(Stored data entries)
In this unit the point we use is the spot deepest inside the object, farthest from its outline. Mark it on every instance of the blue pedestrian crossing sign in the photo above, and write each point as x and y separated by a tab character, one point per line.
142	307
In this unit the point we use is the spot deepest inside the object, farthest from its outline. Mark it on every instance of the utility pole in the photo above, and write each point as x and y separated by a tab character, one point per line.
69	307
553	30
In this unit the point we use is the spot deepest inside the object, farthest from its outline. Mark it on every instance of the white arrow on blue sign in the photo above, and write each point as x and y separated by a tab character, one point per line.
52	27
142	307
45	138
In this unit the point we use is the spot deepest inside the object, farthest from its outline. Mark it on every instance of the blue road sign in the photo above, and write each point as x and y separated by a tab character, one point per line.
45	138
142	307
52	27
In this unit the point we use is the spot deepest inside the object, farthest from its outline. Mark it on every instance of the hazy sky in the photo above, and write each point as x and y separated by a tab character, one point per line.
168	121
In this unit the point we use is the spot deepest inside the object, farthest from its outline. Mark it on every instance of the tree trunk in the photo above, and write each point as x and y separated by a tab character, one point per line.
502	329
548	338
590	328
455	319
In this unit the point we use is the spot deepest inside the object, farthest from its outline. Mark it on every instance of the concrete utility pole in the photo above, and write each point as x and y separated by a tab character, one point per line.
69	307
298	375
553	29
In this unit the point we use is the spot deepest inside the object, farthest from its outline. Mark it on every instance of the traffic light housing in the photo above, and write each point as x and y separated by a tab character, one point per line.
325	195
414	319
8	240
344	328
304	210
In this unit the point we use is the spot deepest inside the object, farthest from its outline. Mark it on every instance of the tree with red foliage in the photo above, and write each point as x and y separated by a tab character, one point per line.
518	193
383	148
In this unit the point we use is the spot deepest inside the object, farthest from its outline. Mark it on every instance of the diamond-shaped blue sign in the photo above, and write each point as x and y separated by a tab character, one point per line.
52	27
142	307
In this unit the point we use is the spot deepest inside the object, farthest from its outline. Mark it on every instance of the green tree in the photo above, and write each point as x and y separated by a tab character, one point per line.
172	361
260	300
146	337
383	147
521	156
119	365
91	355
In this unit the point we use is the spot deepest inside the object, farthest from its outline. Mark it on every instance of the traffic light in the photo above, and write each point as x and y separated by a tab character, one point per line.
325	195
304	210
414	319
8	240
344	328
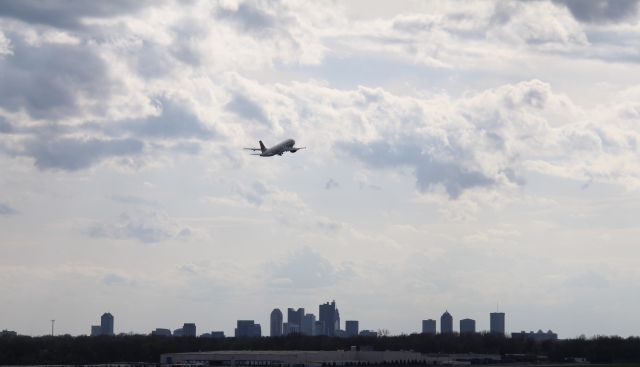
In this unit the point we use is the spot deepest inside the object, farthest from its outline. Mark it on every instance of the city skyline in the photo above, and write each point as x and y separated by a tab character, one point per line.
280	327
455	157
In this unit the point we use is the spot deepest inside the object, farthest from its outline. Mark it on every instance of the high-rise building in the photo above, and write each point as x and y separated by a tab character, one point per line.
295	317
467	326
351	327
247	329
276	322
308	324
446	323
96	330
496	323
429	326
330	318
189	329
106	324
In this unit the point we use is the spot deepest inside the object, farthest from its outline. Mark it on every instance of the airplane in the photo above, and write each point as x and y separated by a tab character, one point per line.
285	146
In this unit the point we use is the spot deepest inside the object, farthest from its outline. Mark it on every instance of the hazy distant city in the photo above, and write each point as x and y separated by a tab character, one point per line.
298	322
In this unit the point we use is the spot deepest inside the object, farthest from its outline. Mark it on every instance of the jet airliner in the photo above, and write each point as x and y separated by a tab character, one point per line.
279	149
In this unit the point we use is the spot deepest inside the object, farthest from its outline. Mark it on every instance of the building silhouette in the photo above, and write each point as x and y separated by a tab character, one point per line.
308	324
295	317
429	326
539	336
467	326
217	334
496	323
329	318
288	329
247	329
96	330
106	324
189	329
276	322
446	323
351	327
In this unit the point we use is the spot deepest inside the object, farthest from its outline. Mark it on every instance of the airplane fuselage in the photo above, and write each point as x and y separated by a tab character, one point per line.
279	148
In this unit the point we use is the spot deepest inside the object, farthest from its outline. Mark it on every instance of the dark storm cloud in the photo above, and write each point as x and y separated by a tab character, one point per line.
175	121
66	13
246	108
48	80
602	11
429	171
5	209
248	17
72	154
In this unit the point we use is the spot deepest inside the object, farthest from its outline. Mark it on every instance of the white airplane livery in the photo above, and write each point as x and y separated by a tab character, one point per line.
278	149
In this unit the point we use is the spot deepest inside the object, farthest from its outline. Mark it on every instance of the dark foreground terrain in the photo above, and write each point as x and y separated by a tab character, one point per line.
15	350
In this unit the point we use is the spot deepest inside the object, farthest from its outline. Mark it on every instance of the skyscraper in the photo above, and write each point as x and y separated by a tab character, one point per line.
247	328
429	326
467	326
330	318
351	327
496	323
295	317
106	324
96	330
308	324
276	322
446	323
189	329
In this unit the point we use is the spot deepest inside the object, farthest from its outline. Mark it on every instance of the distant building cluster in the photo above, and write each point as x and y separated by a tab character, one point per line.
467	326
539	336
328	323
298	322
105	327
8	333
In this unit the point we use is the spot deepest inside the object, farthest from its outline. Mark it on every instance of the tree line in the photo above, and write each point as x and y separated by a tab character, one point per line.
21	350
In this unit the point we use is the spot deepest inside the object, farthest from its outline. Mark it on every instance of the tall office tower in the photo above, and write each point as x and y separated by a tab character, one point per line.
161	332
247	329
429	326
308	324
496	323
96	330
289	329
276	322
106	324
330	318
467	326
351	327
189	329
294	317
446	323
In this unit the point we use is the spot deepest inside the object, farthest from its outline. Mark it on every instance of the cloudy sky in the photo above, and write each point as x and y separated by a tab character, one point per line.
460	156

---

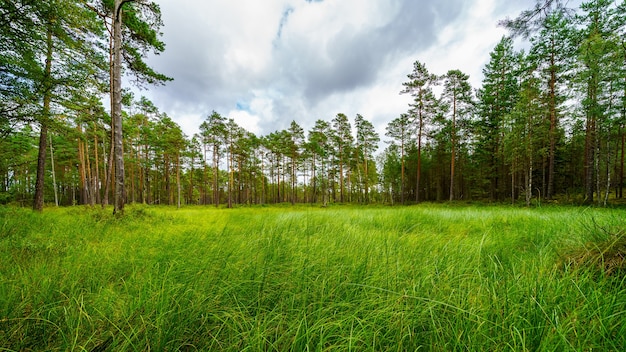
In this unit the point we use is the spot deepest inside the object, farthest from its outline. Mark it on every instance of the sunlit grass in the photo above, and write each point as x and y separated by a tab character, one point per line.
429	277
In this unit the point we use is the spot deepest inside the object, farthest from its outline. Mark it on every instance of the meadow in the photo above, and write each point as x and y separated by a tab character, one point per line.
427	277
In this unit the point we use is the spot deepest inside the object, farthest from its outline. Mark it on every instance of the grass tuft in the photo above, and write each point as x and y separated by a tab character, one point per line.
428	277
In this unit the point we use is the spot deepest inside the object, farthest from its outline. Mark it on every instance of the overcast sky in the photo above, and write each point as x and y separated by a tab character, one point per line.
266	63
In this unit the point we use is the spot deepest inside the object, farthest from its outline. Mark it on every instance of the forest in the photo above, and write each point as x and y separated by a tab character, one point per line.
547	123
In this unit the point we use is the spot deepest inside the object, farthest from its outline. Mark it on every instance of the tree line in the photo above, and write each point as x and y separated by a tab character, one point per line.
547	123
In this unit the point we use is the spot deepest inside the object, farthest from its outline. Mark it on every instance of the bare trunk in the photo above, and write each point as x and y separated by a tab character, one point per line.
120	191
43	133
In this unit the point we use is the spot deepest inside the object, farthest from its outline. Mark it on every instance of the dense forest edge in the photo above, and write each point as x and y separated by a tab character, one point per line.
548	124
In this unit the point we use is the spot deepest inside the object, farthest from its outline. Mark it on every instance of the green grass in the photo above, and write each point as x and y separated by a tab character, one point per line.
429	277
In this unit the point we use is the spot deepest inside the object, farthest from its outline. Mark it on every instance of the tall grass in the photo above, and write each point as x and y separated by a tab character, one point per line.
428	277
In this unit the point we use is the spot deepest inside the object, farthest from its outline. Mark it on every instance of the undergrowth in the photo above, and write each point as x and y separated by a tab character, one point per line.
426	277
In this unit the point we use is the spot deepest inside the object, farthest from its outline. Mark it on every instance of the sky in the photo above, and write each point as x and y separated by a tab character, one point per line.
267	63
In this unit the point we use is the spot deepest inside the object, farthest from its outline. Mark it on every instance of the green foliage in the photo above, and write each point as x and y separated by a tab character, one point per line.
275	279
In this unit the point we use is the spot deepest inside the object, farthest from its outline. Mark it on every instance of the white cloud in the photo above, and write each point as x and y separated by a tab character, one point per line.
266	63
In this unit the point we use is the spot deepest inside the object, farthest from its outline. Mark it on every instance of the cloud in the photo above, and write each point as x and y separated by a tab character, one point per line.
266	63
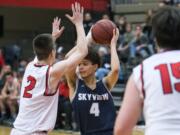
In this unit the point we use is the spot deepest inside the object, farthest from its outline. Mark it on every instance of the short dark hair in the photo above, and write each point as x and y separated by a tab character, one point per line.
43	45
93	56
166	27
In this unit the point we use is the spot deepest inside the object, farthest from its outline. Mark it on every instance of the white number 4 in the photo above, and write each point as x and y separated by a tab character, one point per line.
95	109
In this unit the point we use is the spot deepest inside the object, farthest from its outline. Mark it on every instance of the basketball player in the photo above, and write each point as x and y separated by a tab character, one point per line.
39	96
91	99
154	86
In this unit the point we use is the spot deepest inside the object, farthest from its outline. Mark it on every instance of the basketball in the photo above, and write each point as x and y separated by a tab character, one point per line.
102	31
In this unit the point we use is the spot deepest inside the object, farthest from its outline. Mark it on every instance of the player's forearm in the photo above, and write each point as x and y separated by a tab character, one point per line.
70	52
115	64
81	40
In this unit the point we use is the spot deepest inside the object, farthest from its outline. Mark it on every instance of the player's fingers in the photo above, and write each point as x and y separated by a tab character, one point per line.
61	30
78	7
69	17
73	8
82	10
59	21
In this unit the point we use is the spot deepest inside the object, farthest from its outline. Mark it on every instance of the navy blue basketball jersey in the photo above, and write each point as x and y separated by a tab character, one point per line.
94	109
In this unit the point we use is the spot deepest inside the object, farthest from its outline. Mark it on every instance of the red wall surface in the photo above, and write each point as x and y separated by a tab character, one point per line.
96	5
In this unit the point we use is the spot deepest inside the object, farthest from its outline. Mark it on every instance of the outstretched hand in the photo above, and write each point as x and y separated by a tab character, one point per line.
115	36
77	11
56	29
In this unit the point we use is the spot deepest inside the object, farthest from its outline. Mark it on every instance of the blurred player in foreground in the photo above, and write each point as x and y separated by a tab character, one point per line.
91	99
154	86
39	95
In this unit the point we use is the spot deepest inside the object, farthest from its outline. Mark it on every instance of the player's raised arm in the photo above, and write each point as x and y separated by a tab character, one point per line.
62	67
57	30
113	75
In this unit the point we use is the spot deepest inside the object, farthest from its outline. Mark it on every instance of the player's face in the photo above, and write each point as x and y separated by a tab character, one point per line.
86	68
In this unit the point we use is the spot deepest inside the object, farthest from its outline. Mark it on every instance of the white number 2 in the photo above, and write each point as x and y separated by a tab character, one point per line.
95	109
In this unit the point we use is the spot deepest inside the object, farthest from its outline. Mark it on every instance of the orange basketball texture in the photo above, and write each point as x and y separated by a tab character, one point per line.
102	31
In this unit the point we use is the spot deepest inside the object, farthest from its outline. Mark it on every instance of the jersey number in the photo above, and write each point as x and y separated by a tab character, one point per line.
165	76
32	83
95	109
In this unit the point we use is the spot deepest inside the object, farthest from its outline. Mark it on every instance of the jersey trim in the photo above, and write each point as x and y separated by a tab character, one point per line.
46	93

== Job ==
Count the lines in the entries that contain the string "city" and report only that number.

== The reply ==
2